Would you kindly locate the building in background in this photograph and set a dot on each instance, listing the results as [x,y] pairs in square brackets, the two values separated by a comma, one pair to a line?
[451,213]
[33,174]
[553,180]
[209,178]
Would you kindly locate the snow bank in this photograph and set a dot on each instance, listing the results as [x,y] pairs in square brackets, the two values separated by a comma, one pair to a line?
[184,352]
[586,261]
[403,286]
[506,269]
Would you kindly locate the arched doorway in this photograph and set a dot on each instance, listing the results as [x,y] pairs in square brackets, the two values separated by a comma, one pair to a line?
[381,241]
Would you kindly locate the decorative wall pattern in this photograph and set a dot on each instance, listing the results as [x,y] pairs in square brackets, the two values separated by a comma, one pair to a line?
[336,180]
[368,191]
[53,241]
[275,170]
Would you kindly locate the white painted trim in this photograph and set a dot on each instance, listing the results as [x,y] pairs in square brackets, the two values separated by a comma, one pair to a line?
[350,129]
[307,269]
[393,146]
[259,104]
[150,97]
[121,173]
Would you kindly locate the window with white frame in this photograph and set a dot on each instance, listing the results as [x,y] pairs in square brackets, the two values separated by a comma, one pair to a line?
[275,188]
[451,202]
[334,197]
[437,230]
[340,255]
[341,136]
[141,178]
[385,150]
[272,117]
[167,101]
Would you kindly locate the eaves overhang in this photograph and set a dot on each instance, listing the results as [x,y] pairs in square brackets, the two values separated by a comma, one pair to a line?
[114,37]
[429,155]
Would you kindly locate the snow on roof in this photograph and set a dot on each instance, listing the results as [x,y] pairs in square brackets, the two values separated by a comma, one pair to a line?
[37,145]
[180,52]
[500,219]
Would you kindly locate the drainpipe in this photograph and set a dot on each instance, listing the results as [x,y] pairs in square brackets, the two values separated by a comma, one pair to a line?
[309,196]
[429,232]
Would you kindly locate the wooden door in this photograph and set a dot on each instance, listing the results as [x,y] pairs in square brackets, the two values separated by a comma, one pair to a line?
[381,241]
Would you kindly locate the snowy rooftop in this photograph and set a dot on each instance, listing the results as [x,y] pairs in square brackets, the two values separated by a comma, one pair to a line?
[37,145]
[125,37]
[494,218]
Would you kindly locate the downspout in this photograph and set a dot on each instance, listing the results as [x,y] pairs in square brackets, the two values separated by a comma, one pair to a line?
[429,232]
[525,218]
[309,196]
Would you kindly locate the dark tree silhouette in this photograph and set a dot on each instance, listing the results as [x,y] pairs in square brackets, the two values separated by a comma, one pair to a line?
################
- WHAT IS BEING ASKED -
Lines from the one containing "Would you kindly locate the snowy" through the end of the entries above must be copied exactly; include both ends and no other lines.

- RESULT OF THIS TASK -
Would you kindly locate the snowy rooftop in this photograph and set a dot on each instance, listing the results as [x,y] pairs in square brackets, the two values separated by a comma, one pair to a line?
[37,145]
[125,37]
[494,218]
Would you kindly locate the downspout in this photograph and set a dot on each instance, listing the results as [x,y] pairs in square brackets, the two values separated by a comma, one pair to a line?
[429,232]
[525,218]
[309,196]
Would you kindly locate the dark tree silhouette in this photograph and set a dot on each instance, listing the results as [x,y] pairs in square brackets, the two values separated by a comma, one pair to a line?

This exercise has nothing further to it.